**ABOUT THIS TASK**
Scan the material for the string "below" and copy out every line in which it occurs.

**DATA FOR ANALYSIS**
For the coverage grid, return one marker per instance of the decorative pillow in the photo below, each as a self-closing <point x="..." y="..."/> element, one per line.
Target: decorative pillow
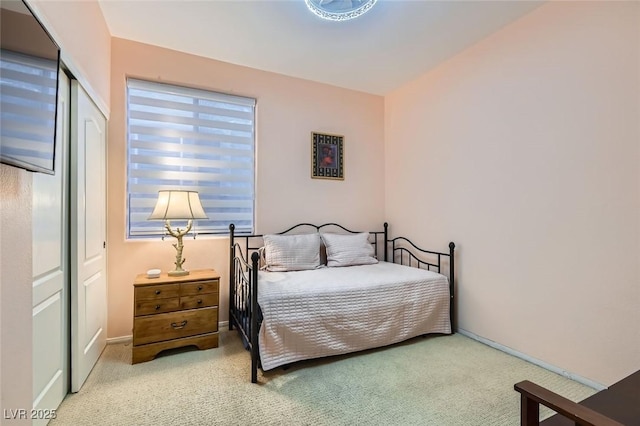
<point x="291" y="252"/>
<point x="348" y="249"/>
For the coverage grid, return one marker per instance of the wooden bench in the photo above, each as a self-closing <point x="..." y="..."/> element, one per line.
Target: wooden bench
<point x="618" y="405"/>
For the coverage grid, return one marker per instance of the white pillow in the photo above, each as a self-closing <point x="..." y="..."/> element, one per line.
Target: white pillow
<point x="349" y="249"/>
<point x="291" y="252"/>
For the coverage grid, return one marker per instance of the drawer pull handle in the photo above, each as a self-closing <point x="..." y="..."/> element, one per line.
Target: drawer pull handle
<point x="177" y="326"/>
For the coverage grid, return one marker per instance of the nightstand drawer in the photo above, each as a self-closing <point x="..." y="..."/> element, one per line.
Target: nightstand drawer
<point x="154" y="292"/>
<point x="158" y="328"/>
<point x="199" y="301"/>
<point x="200" y="287"/>
<point x="148" y="307"/>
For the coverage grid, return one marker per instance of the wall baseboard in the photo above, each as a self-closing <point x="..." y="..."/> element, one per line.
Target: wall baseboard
<point x="587" y="382"/>
<point x="222" y="326"/>
<point x="121" y="339"/>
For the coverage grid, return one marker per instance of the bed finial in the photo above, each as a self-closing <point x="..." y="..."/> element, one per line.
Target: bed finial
<point x="386" y="241"/>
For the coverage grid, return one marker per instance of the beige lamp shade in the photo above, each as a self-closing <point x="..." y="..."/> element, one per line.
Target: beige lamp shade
<point x="181" y="205"/>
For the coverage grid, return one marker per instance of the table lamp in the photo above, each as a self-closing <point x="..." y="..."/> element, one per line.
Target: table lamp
<point x="178" y="205"/>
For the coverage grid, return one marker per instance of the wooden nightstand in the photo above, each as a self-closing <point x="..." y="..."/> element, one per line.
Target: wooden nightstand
<point x="171" y="312"/>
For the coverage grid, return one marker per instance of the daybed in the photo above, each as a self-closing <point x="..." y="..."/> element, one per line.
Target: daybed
<point x="300" y="295"/>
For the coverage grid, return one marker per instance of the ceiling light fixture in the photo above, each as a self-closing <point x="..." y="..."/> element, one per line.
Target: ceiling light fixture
<point x="339" y="10"/>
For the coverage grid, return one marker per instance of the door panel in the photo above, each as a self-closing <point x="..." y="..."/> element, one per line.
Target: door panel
<point x="50" y="307"/>
<point x="88" y="233"/>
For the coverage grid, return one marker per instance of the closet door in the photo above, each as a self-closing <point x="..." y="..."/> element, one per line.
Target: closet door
<point x="50" y="326"/>
<point x="88" y="235"/>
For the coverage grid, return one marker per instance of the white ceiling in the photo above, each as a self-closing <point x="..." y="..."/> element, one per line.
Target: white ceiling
<point x="395" y="42"/>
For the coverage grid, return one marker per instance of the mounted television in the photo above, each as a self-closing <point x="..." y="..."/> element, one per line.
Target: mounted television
<point x="29" y="64"/>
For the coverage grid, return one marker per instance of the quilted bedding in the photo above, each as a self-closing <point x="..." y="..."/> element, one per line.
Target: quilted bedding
<point x="331" y="311"/>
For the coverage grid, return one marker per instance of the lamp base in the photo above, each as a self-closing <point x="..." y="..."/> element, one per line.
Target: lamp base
<point x="177" y="273"/>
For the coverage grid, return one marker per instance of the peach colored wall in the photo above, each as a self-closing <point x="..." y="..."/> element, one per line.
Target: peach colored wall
<point x="527" y="147"/>
<point x="81" y="32"/>
<point x="288" y="110"/>
<point x="15" y="287"/>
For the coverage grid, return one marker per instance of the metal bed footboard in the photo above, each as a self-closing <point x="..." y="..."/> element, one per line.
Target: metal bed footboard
<point x="404" y="250"/>
<point x="244" y="311"/>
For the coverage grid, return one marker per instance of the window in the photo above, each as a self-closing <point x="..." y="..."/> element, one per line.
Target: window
<point x="191" y="139"/>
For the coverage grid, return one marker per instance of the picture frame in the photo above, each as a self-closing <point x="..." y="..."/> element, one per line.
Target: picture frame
<point x="327" y="156"/>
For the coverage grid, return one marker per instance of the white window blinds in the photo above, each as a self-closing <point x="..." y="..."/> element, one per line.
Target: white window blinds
<point x="28" y="86"/>
<point x="190" y="139"/>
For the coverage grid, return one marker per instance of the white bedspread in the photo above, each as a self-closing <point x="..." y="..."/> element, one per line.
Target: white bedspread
<point x="330" y="311"/>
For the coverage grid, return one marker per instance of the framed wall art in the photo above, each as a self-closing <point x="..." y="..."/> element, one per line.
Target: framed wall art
<point x="327" y="156"/>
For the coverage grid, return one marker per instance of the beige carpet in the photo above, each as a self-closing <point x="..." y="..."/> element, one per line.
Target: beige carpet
<point x="445" y="380"/>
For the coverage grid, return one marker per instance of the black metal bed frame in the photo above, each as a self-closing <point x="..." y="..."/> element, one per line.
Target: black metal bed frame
<point x="244" y="264"/>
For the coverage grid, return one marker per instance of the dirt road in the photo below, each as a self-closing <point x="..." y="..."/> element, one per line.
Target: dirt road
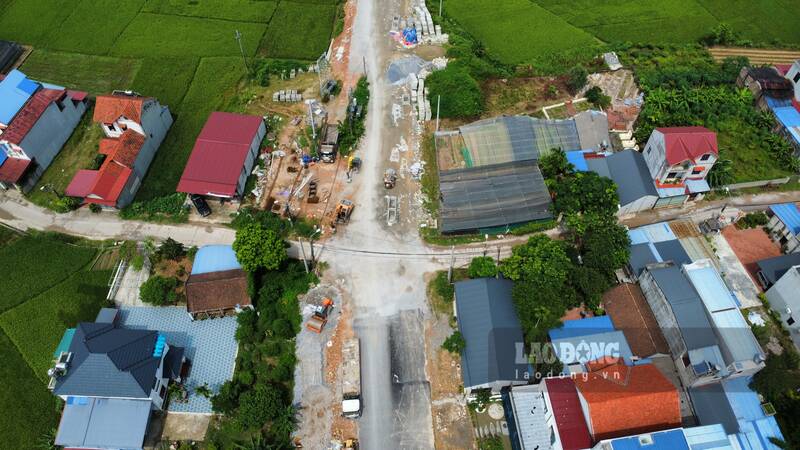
<point x="388" y="294"/>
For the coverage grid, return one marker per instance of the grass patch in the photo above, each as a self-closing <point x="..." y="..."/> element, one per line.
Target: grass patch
<point x="166" y="78"/>
<point x="30" y="21"/>
<point x="37" y="325"/>
<point x="240" y="10"/>
<point x="214" y="82"/>
<point x="517" y="31"/>
<point x="78" y="153"/>
<point x="73" y="35"/>
<point x="163" y="35"/>
<point x="299" y="31"/>
<point x="636" y="20"/>
<point x="29" y="409"/>
<point x="34" y="263"/>
<point x="96" y="74"/>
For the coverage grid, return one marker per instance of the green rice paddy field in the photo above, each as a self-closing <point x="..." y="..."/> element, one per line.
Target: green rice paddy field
<point x="522" y="31"/>
<point x="182" y="52"/>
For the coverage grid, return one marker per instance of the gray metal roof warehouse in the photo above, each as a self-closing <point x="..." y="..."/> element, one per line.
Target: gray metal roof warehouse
<point x="488" y="322"/>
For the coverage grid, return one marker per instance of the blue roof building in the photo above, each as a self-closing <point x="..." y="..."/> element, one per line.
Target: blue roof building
<point x="732" y="404"/>
<point x="215" y="258"/>
<point x="15" y="90"/>
<point x="711" y="437"/>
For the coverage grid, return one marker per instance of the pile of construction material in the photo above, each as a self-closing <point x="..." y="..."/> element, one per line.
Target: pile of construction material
<point x="289" y="96"/>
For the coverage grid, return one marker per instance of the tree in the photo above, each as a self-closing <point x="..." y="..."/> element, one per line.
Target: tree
<point x="606" y="247"/>
<point x="596" y="97"/>
<point x="585" y="192"/>
<point x="260" y="405"/>
<point x="171" y="249"/>
<point x="541" y="258"/>
<point x="455" y="343"/>
<point x="576" y="78"/>
<point x="482" y="267"/>
<point x="158" y="290"/>
<point x="259" y="248"/>
<point x="555" y="164"/>
<point x="461" y="96"/>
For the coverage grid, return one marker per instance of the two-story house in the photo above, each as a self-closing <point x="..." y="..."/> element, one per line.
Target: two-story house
<point x="110" y="379"/>
<point x="707" y="335"/>
<point x="134" y="127"/>
<point x="36" y="119"/>
<point x="681" y="157"/>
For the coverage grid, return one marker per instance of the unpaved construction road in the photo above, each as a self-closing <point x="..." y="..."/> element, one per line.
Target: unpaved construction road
<point x="387" y="294"/>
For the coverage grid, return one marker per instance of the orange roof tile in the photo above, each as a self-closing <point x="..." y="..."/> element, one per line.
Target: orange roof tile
<point x="625" y="400"/>
<point x="109" y="108"/>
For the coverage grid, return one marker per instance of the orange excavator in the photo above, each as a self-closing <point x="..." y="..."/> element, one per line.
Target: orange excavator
<point x="319" y="318"/>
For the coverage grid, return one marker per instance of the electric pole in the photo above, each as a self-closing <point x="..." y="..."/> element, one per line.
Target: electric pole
<point x="238" y="36"/>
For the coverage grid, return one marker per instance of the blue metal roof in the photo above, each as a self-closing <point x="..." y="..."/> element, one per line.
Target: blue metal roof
<point x="663" y="440"/>
<point x="789" y="214"/>
<point x="576" y="159"/>
<point x="215" y="258"/>
<point x="209" y="344"/>
<point x="657" y="232"/>
<point x="582" y="327"/>
<point x="789" y="117"/>
<point x="103" y="423"/>
<point x="15" y="90"/>
<point x="755" y="427"/>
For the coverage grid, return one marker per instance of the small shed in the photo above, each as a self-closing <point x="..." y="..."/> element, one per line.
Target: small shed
<point x="217" y="284"/>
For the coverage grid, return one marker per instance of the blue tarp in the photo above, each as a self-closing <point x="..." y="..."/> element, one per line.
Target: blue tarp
<point x="576" y="158"/>
<point x="582" y="327"/>
<point x="15" y="90"/>
<point x="789" y="215"/>
<point x="215" y="258"/>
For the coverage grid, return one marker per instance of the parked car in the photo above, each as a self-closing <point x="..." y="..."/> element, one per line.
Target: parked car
<point x="201" y="204"/>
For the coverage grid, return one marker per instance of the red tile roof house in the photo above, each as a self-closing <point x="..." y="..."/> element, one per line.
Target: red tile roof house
<point x="134" y="127"/>
<point x="619" y="400"/>
<point x="223" y="156"/>
<point x="679" y="158"/>
<point x="36" y="119"/>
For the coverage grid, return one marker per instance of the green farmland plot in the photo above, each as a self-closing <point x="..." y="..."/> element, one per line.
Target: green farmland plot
<point x="652" y="21"/>
<point x="165" y="35"/>
<point x="35" y="263"/>
<point x="300" y="31"/>
<point x="95" y="74"/>
<point x="72" y="34"/>
<point x="517" y="31"/>
<point x="29" y="409"/>
<point x="37" y="325"/>
<point x="241" y="10"/>
<point x="214" y="81"/>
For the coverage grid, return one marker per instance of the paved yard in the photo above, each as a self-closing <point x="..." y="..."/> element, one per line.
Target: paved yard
<point x="734" y="273"/>
<point x="629" y="312"/>
<point x="210" y="345"/>
<point x="750" y="246"/>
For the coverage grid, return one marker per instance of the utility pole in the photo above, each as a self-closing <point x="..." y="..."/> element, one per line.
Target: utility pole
<point x="452" y="262"/>
<point x="238" y="36"/>
<point x="438" y="104"/>
<point x="303" y="252"/>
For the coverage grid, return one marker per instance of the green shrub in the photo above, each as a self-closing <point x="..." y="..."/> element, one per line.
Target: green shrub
<point x="455" y="343"/>
<point x="482" y="266"/>
<point x="461" y="96"/>
<point x="158" y="290"/>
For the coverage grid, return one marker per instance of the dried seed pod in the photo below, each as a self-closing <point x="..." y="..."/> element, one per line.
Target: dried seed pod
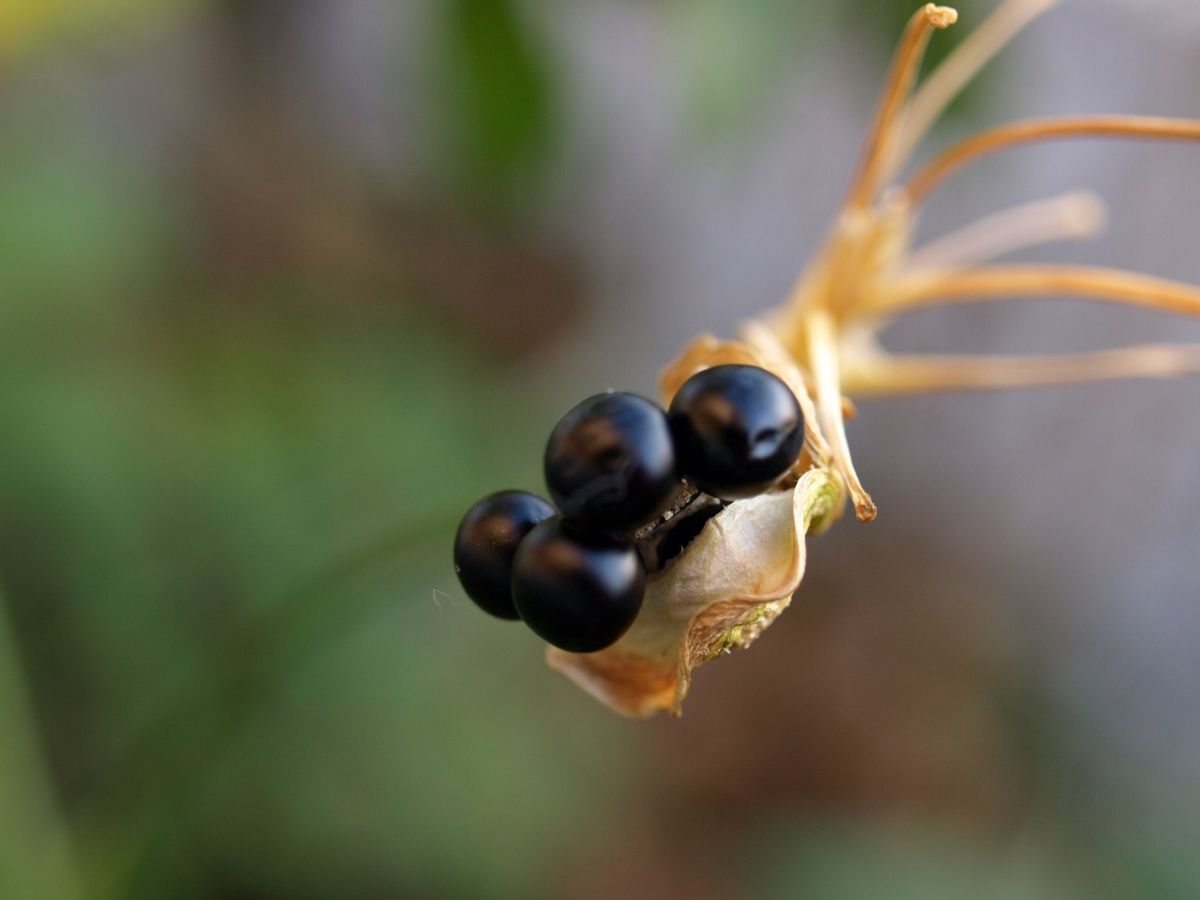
<point x="743" y="567"/>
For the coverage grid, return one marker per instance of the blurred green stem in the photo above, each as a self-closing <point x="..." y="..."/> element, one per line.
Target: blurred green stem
<point x="131" y="804"/>
<point x="35" y="846"/>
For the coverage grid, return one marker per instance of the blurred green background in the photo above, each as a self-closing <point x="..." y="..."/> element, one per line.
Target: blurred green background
<point x="286" y="286"/>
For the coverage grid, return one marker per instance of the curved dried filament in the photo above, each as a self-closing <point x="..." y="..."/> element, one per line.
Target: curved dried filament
<point x="960" y="67"/>
<point x="1023" y="281"/>
<point x="827" y="382"/>
<point x="1006" y="136"/>
<point x="888" y="376"/>
<point x="1069" y="216"/>
<point x="897" y="88"/>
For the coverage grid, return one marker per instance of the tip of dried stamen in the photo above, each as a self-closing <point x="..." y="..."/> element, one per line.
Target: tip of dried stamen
<point x="941" y="16"/>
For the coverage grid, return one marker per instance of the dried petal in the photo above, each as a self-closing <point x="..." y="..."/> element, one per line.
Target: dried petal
<point x="724" y="592"/>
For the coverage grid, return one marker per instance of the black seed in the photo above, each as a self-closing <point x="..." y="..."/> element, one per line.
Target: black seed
<point x="576" y="591"/>
<point x="610" y="463"/>
<point x="737" y="430"/>
<point x="486" y="543"/>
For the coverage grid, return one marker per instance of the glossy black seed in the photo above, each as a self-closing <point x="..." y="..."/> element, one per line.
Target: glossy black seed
<point x="610" y="462"/>
<point x="737" y="429"/>
<point x="486" y="543"/>
<point x="577" y="591"/>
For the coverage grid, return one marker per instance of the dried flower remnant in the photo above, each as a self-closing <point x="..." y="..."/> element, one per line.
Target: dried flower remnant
<point x="742" y="569"/>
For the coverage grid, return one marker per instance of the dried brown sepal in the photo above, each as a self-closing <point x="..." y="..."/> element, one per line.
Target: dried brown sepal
<point x="721" y="594"/>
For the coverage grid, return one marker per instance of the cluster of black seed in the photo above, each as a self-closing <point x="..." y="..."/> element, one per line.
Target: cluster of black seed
<point x="615" y="465"/>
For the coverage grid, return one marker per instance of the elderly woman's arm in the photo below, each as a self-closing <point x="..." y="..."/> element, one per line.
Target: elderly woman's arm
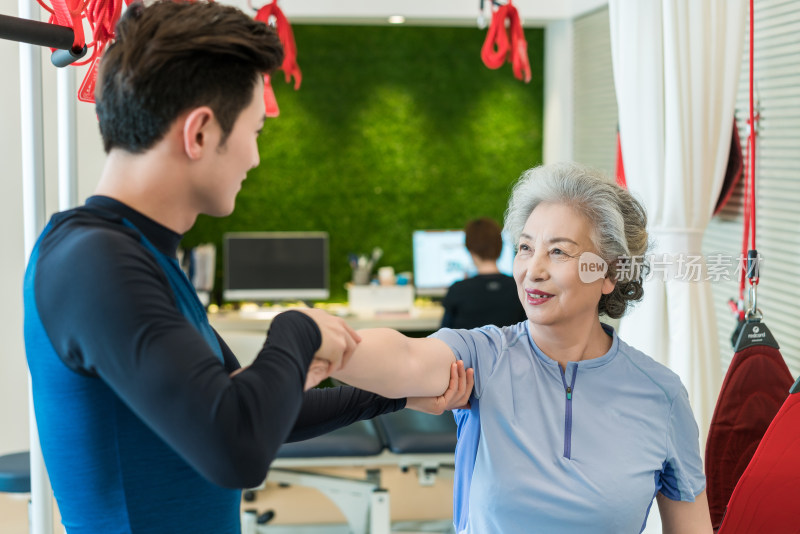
<point x="390" y="364"/>
<point x="678" y="517"/>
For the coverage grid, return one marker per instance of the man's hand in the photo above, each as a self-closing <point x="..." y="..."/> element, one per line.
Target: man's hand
<point x="318" y="371"/>
<point x="339" y="341"/>
<point x="455" y="397"/>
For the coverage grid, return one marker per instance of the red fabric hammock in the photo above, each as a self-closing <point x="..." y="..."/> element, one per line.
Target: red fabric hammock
<point x="498" y="46"/>
<point x="765" y="499"/>
<point x="755" y="387"/>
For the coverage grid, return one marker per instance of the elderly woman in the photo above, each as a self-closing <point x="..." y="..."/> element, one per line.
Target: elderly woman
<point x="570" y="429"/>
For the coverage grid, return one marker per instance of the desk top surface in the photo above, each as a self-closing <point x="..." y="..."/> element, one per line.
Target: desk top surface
<point x="256" y="319"/>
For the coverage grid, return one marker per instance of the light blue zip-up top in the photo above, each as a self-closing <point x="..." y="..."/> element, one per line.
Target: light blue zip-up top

**ANSWER SPACE**
For the coverage grid, return one marker per instance of the decorative pillow in the photo below, each as a self-closing <point x="..." y="..."/> element, one per line.
For the coverage grid, return one marker per instance of the dirt road in the photo below, each as a self-closing <point x="..." y="..."/> element, one per line.
For the coverage grid, return one marker per instance of the dried seed pod in the photo below, each as a self-closing <point x="..." y="..."/> element, one per line.
For the coverage grid, return one marker per instance of the elderly woman's arm in the photo below, each as a self-closing <point x="..." y="..."/> element, one per line.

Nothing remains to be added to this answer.